Top of Exercise inputs
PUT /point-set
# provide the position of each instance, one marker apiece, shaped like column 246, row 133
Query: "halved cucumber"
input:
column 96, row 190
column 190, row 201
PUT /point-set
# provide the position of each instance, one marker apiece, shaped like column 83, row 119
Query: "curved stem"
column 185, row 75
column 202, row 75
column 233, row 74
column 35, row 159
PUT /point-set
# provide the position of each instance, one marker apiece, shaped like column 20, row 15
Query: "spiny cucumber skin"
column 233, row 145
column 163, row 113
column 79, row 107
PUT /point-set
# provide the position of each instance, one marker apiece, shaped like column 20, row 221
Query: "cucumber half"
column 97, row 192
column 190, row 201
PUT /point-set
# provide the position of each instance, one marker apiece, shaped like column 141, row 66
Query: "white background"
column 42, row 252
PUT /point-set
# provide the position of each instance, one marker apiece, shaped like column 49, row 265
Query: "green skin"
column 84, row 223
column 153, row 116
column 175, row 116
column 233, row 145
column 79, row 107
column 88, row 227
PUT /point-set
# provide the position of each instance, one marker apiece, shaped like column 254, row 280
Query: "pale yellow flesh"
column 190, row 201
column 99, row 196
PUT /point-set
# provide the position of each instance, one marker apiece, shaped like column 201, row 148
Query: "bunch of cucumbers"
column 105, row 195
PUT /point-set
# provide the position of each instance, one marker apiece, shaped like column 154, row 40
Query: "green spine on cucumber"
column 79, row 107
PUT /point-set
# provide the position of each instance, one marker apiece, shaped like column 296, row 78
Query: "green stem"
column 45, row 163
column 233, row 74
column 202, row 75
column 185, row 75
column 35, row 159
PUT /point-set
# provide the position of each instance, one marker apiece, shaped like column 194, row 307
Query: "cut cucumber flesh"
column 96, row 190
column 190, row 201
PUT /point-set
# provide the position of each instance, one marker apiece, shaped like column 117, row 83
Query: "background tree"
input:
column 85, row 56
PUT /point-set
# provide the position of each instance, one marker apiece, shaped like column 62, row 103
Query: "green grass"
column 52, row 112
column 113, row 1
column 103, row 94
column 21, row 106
Bottom of Exercise inputs
▶ About this task:
Return, line for line and unchanged, the data from its first line through the line containing "49, row 265".

▶ Solution:
PUT /point-set
# provide the position of each instance, one marker apiece, shaped like column 246, row 133
Query: "halved cucumber"
input:
column 96, row 190
column 190, row 201
PUT /point-set
# provide the position of each instance, one marker apiece, shaped like column 83, row 119
Query: "curved stem"
column 185, row 75
column 202, row 75
column 233, row 74
column 35, row 159
PUT /point-set
# provide the position of each instance, one marker apiece, shaped like column 20, row 15
Query: "spiny cucumber skin"
column 233, row 145
column 163, row 113
column 79, row 107
PUT /point-set
# provide the position of each instance, one marker apiece, shaped like column 20, row 221
Query: "cucumber half"
column 97, row 192
column 190, row 201
PUT /point-set
# provide the position of each instance, one marker apiece, shaped like column 141, row 66
Query: "white background"
column 42, row 252
PUT /point-set
# provide the position of each instance, one marker apiece, shaped like column 49, row 265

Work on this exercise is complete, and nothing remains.